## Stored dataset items
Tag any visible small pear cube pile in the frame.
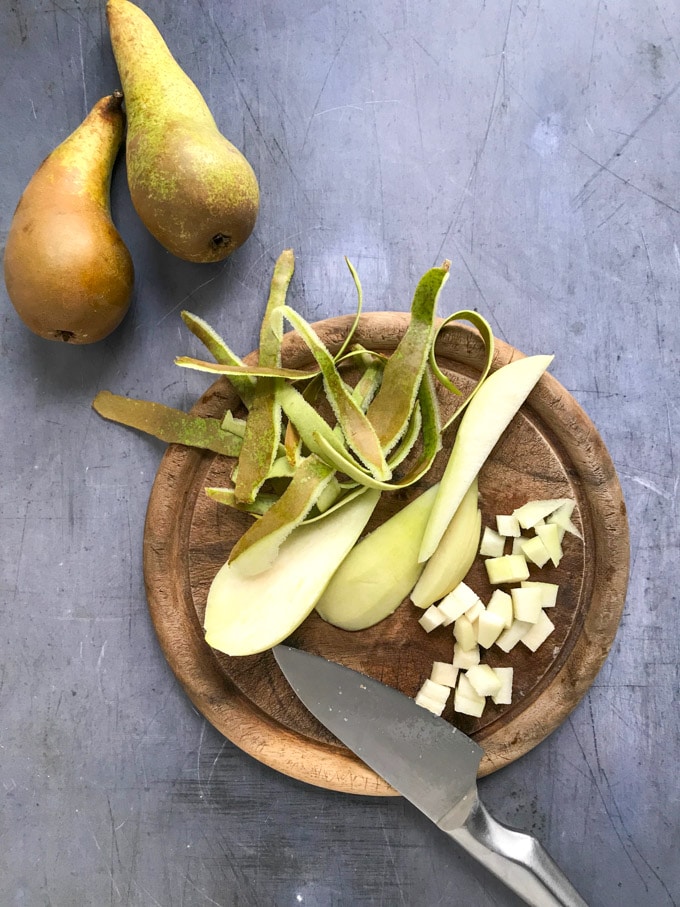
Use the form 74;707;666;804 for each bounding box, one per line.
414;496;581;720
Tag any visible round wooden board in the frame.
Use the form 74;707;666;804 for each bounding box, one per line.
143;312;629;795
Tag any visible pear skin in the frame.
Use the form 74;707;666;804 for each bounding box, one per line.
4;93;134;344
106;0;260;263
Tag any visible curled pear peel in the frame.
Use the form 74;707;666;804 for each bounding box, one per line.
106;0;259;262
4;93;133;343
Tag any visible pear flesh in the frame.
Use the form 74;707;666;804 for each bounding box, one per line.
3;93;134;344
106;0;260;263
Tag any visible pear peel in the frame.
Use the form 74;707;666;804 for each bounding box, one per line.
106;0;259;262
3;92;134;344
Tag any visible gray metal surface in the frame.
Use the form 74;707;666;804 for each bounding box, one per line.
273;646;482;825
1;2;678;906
==
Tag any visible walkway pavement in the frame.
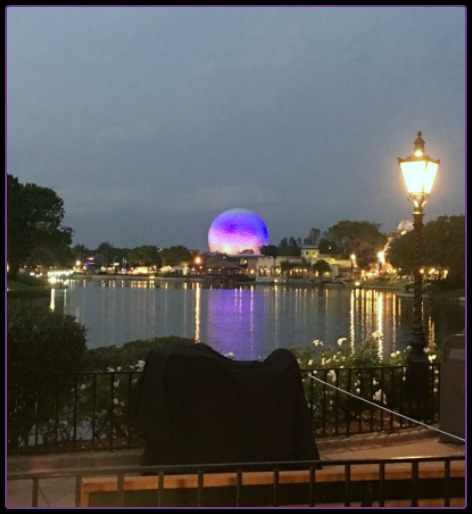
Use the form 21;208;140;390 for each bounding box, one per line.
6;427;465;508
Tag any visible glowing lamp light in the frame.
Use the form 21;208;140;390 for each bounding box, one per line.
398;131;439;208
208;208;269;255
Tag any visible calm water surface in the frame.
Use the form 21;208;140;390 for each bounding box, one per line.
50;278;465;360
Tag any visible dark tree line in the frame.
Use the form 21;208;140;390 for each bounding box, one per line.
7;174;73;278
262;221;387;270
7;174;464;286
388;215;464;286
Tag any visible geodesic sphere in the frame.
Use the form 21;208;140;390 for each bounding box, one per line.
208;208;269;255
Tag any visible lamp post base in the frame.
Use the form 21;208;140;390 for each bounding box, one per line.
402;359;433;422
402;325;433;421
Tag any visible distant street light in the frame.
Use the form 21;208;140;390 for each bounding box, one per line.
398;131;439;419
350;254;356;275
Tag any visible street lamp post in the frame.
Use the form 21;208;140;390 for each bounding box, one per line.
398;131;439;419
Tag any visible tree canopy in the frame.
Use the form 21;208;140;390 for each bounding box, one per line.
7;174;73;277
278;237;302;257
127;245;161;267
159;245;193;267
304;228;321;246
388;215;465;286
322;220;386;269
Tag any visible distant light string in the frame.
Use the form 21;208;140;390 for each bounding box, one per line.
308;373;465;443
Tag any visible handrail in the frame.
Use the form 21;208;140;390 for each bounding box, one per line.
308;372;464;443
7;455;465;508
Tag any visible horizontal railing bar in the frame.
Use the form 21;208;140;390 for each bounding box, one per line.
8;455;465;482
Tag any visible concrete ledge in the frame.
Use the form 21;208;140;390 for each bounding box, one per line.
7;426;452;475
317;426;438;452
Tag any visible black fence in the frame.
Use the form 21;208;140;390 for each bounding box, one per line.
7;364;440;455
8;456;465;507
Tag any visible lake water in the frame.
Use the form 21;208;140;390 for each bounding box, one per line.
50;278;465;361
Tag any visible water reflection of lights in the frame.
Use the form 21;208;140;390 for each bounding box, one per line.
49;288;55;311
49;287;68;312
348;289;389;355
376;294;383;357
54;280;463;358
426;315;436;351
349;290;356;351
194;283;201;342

## PROBLEM STATEMENT
Search the entries for the word "surface". Copy every line where it occurs.

## EXERCISE ANSWER
Tag any visible gray metal surface in the frame.
Tag any visible calm water surface in the frame.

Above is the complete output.